-- BEGIN --

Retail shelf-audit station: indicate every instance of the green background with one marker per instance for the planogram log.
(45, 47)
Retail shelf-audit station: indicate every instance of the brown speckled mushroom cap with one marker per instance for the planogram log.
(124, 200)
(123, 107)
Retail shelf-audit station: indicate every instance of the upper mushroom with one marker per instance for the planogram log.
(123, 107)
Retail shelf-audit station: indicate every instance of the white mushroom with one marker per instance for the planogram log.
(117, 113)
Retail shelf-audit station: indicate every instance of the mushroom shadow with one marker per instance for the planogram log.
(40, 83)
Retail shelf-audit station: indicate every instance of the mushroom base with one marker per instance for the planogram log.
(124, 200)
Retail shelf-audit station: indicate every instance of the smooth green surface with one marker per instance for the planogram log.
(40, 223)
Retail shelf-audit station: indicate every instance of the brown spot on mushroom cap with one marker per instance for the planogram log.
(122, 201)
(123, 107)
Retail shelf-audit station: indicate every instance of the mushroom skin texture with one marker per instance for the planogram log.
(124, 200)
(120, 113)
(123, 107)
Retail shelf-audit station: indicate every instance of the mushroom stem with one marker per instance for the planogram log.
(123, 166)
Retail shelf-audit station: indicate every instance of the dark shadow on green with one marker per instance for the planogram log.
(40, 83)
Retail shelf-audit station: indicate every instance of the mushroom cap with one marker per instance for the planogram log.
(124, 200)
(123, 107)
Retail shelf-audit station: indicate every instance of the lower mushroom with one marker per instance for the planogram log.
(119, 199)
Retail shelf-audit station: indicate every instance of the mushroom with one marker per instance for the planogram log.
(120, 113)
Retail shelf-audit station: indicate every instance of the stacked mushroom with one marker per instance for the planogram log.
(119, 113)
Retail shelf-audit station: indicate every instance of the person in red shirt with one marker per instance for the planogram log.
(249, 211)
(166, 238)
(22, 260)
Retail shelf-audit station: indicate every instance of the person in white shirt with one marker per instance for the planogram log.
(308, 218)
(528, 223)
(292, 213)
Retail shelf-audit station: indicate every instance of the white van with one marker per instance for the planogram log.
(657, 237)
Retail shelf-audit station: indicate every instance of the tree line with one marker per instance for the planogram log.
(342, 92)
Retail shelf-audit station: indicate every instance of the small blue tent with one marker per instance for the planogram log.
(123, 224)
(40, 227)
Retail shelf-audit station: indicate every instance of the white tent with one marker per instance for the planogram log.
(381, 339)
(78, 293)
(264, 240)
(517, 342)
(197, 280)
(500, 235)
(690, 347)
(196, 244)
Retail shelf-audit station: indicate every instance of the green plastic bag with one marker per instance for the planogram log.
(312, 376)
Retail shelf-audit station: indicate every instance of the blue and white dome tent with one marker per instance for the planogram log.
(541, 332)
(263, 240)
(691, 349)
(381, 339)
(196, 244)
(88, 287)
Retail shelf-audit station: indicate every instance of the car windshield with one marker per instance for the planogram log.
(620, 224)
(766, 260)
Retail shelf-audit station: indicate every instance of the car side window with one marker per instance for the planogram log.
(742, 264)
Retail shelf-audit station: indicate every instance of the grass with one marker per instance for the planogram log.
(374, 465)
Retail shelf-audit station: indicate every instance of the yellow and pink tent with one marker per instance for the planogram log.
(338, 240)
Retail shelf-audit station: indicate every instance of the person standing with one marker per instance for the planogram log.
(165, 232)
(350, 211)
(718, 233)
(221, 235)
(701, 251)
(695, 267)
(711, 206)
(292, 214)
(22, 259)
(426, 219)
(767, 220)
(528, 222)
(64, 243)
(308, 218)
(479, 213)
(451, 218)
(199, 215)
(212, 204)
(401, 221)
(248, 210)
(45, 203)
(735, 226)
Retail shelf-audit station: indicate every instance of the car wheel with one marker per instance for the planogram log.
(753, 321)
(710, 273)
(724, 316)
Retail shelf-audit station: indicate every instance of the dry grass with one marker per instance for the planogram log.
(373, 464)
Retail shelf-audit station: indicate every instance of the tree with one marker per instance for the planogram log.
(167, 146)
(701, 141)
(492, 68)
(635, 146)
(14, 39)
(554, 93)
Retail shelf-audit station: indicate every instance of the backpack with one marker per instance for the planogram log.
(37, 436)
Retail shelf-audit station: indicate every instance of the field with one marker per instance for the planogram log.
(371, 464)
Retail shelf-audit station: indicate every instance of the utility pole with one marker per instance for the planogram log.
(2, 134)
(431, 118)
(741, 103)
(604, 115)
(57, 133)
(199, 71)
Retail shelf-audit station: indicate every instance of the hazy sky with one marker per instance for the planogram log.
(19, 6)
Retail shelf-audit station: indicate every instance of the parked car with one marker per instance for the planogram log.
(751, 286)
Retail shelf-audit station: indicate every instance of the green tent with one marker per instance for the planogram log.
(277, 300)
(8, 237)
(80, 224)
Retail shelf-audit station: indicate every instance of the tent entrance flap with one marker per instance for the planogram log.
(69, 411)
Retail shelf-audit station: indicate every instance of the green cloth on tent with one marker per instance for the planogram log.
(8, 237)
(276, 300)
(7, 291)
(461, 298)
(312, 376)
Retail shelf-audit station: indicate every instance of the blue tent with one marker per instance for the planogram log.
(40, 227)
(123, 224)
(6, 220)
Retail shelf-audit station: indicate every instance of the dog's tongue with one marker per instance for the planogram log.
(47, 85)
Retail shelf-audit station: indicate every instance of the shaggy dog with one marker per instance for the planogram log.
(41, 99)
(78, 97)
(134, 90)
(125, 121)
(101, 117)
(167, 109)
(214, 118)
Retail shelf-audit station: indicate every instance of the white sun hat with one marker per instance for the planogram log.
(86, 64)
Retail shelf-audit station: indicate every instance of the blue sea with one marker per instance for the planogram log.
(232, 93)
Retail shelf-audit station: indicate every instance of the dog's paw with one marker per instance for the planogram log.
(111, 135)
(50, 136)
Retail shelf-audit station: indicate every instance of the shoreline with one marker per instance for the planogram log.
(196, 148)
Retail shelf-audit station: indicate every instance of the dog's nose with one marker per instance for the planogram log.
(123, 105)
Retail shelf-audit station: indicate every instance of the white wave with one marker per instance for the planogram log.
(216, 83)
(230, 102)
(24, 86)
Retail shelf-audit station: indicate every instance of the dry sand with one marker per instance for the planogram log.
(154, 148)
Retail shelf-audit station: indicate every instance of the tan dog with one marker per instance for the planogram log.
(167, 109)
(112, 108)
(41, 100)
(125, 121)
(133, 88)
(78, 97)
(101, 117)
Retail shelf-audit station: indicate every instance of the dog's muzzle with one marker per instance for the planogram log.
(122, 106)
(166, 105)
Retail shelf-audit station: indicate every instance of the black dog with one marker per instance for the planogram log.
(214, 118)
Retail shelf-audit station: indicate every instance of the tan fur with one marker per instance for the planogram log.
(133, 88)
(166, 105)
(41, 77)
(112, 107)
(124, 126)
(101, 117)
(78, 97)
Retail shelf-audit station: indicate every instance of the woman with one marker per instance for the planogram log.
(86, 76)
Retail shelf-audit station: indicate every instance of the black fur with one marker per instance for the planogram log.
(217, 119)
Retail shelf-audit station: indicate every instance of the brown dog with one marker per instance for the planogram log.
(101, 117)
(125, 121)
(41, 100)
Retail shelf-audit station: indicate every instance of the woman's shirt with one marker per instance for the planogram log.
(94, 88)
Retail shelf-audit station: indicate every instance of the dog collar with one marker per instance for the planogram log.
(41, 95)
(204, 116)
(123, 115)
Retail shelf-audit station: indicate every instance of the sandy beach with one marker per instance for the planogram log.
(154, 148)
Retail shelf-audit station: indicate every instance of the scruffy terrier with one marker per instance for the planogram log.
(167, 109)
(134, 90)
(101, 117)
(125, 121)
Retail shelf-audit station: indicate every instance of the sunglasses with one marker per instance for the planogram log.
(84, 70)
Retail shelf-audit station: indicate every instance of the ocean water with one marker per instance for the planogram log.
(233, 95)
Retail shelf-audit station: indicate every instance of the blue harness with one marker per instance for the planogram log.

-- END --

Problem to solve: Put the material from the line containing "of the woman's" through the end of the material into a Markdown table with the columns Row and Line. Number each row, and leave out any blank lines.

Answer to this exercise:
| Row | Line |
|---|---|
| 1 | Retail shelf-audit station: indicate every instance of the woman's shirt with one marker per instance for the planogram log. |
| 2 | (94, 88) |
| 3 | Retail shelf-audit station: indicate every instance of the dog collar with one marker per instance for the planogram log. |
| 4 | (41, 95) |
| 5 | (204, 116) |
| 6 | (123, 115) |
| 7 | Retail shelf-audit station: indicate every instance of the sandy beach with one marker per instance for the planogram log. |
| 8 | (154, 148) |
| 9 | Retail shelf-audit station: indicate every instance of the scruffy terrier with one marker per instance for the planogram log. |
| 10 | (167, 109) |
| 11 | (134, 90) |
| 12 | (101, 117) |
| 13 | (125, 121) |
| 14 | Retail shelf-audit station: indicate every instance of the sunglasses with one marker per instance for the planogram log. |
| 15 | (84, 70) |
| 16 | Retail shelf-audit station: indicate every instance of the ocean water with one marker per instance for the planogram log. |
| 17 | (233, 95) |
| 18 | Retail shelf-audit station: indicate every instance of the blue harness with one marker per instance for the planogram log. |